■ **Work required**
Could you rewrite the part of the entries that opens with the line containing "target: tree" and closes with the line containing "188 206 L 194", changing "self-closing" to "empty" and leaving everything else as it is? Return only those lines.

[BEGIN]

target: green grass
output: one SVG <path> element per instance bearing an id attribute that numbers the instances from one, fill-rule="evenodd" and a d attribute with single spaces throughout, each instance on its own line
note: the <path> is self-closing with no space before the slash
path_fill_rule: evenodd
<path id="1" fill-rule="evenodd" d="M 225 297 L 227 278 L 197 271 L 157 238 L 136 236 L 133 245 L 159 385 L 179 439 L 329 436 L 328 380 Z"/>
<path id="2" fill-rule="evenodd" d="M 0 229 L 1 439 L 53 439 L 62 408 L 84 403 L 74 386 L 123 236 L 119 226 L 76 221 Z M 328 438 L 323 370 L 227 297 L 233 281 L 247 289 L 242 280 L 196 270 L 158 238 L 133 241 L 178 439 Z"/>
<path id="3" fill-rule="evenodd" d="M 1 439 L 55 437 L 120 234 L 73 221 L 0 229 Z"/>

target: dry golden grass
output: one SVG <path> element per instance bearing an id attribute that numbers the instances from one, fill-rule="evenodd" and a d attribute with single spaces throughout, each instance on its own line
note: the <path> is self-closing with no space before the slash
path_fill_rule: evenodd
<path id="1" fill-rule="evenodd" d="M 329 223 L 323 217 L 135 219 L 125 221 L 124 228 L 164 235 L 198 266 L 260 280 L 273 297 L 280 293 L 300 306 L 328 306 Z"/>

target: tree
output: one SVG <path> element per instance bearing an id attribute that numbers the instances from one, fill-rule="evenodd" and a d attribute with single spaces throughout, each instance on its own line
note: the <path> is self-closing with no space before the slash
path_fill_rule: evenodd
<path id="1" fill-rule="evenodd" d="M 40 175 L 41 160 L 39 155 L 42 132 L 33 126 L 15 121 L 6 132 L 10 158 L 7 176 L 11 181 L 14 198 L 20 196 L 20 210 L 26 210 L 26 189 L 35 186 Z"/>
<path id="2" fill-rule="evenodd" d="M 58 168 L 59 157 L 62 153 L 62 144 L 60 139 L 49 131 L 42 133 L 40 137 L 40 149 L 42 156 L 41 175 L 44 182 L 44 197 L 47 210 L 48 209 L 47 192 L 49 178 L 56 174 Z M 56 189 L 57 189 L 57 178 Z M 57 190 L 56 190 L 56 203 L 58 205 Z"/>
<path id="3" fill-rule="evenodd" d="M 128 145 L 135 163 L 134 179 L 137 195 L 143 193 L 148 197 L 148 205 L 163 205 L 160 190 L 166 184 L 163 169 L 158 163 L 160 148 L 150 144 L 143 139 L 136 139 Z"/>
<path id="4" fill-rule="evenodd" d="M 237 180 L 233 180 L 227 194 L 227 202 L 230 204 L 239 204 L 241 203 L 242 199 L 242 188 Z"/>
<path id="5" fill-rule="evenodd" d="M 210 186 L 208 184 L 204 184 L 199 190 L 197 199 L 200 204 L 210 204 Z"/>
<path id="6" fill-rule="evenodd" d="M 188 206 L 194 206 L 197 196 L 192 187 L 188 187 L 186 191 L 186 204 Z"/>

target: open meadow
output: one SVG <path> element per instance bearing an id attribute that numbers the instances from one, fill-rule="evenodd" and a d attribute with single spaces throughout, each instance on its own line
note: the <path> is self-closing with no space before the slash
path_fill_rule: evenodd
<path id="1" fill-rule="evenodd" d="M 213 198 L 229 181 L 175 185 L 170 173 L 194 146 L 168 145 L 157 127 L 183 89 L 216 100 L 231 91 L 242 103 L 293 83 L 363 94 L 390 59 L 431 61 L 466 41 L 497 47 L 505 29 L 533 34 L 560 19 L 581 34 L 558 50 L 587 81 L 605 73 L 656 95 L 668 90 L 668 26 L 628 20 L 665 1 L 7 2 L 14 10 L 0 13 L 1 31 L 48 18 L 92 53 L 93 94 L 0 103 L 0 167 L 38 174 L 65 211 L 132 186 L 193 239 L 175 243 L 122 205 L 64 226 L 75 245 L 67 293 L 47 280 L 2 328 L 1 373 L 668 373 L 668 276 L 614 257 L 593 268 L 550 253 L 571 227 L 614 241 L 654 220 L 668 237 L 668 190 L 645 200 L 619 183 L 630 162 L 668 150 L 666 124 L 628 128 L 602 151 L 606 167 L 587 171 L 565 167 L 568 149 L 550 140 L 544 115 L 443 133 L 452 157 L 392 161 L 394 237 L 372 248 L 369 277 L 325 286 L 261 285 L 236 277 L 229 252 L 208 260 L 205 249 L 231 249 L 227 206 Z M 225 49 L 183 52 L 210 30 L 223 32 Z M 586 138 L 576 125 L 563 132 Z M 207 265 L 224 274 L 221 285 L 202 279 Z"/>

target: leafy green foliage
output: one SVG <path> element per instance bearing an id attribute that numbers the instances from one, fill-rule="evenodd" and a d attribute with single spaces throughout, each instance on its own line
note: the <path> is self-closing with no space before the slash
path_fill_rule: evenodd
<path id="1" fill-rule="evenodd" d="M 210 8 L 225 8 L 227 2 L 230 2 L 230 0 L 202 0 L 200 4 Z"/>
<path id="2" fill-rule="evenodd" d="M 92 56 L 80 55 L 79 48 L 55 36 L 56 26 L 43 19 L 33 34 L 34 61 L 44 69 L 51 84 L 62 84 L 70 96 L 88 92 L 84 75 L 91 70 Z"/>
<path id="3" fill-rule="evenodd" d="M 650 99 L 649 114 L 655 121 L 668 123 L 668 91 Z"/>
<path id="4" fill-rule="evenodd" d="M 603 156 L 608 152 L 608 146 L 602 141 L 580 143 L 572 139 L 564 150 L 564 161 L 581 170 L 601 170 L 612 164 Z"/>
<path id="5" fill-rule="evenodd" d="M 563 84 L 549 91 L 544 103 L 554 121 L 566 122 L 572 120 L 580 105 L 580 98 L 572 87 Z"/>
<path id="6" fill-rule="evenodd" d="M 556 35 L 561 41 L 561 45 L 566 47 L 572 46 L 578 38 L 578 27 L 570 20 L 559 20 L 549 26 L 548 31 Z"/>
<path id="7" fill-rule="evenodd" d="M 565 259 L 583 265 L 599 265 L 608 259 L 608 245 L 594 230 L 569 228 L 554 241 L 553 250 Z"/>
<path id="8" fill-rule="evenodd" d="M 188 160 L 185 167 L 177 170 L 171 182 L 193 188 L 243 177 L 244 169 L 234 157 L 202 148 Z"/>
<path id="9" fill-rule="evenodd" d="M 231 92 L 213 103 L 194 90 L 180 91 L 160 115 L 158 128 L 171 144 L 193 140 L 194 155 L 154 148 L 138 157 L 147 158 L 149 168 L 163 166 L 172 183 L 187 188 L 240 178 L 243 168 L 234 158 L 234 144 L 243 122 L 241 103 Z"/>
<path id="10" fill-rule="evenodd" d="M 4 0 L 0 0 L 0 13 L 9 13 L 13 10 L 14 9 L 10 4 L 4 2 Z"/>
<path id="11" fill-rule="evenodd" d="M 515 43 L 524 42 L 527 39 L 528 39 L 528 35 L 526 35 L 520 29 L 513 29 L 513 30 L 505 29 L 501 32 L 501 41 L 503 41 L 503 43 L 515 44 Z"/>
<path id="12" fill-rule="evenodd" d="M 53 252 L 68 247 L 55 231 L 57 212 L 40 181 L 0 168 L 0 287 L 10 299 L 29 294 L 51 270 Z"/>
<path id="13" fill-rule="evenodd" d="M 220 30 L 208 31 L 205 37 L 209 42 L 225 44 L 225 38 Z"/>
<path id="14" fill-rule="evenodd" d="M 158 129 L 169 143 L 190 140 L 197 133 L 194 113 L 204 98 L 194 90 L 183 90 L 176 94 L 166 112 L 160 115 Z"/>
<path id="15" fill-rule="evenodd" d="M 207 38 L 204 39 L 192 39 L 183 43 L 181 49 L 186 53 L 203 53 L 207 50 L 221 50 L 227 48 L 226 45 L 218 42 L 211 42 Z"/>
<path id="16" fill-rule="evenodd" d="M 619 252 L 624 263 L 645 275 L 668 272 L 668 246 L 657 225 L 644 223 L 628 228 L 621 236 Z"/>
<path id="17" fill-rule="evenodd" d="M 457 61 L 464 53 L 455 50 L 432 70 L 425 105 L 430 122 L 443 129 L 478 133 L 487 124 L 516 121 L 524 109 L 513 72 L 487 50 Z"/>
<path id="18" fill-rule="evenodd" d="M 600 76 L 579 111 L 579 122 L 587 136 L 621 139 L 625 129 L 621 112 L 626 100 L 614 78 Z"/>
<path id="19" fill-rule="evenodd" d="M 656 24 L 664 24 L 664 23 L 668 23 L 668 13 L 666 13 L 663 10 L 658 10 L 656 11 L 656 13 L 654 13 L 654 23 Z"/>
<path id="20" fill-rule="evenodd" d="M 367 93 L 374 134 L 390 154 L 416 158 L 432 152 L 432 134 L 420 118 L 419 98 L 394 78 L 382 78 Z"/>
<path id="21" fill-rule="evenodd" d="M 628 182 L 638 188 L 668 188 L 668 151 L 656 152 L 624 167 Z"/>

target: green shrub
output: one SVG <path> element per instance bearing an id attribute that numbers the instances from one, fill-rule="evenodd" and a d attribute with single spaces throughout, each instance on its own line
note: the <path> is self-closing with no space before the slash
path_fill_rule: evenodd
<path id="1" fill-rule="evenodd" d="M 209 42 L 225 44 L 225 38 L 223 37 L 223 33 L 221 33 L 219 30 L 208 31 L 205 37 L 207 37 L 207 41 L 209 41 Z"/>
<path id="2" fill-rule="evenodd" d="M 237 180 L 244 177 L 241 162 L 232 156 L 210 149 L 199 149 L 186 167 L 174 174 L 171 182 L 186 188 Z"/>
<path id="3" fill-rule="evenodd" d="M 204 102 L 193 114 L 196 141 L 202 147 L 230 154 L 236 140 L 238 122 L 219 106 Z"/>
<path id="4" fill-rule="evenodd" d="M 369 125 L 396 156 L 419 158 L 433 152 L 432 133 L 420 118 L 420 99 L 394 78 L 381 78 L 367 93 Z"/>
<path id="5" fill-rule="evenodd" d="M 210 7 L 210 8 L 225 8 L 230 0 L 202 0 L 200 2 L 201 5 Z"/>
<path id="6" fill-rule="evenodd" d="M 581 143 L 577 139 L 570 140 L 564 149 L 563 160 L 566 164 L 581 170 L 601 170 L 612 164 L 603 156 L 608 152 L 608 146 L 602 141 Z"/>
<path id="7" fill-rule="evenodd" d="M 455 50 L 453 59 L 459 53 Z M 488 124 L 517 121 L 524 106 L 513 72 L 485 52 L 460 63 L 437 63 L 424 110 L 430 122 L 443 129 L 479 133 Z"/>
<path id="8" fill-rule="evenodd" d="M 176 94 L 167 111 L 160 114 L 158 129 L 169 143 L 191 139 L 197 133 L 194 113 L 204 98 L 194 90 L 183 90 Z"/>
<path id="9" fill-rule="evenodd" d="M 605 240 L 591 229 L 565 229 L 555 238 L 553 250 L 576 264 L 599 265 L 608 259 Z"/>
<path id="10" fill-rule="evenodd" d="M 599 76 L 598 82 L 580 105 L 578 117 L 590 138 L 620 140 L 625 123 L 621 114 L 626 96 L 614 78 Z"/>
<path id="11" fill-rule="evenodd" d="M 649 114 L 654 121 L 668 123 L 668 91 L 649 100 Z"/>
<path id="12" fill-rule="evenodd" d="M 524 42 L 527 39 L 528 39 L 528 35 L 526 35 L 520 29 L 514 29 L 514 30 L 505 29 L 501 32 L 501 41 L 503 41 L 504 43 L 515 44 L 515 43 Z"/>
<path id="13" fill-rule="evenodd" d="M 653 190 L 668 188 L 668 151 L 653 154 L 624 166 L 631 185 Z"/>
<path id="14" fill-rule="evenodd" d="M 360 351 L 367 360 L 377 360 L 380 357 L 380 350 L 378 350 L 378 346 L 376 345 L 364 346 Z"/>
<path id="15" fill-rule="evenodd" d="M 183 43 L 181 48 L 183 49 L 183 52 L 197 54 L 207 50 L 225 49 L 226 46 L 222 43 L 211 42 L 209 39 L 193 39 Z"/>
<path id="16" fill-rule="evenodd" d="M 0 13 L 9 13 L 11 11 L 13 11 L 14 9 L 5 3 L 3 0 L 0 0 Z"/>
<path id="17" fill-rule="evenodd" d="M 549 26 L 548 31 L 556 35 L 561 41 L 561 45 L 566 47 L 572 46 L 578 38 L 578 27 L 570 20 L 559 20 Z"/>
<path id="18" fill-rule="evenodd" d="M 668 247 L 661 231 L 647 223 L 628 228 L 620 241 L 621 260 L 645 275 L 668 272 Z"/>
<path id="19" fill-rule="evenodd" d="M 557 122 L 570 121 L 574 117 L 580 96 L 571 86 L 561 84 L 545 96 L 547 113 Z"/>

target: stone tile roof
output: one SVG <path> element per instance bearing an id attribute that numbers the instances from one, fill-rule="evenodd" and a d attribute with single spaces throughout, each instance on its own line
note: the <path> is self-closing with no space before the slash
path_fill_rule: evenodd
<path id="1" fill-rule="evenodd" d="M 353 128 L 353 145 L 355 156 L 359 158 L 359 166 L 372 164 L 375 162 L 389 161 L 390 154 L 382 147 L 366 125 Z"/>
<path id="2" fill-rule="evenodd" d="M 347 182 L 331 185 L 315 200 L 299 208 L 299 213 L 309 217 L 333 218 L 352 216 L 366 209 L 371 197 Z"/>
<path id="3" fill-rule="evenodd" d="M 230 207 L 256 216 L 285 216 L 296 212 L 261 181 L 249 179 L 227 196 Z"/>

[END]

■ **Answer to this problem**
target: tree
output: one SVG <path> element per instance bearing an id attribute that numbers the instances from one, fill-rule="evenodd" and a d attribute with single spaces throughout, each instance on its own line
note: the <path> is empty with no space before the slash
path_fill_rule: evenodd
<path id="1" fill-rule="evenodd" d="M 40 175 L 41 160 L 39 155 L 42 132 L 33 126 L 15 121 L 6 132 L 10 158 L 7 176 L 11 181 L 14 198 L 20 196 L 20 210 L 26 210 L 26 189 L 35 186 Z"/>
<path id="2" fill-rule="evenodd" d="M 58 168 L 59 157 L 62 153 L 62 144 L 60 139 L 49 131 L 42 133 L 40 137 L 40 149 L 42 156 L 41 175 L 44 182 L 44 197 L 47 210 L 48 209 L 47 192 L 49 178 L 56 174 Z M 56 189 L 57 189 L 57 178 Z M 57 190 L 56 190 L 56 203 L 58 205 Z"/>
<path id="3" fill-rule="evenodd" d="M 128 145 L 135 163 L 134 179 L 137 195 L 143 193 L 148 197 L 148 205 L 163 205 L 160 190 L 166 184 L 163 169 L 158 163 L 160 148 L 150 144 L 143 139 L 136 139 Z"/>
<path id="4" fill-rule="evenodd" d="M 237 180 L 233 180 L 227 194 L 227 202 L 230 204 L 239 204 L 241 203 L 242 199 L 242 188 Z"/>
<path id="5" fill-rule="evenodd" d="M 210 186 L 208 184 L 204 184 L 199 190 L 197 199 L 200 204 L 210 204 Z"/>
<path id="6" fill-rule="evenodd" d="M 188 206 L 194 206 L 197 196 L 192 187 L 188 187 L 186 191 L 186 204 Z"/>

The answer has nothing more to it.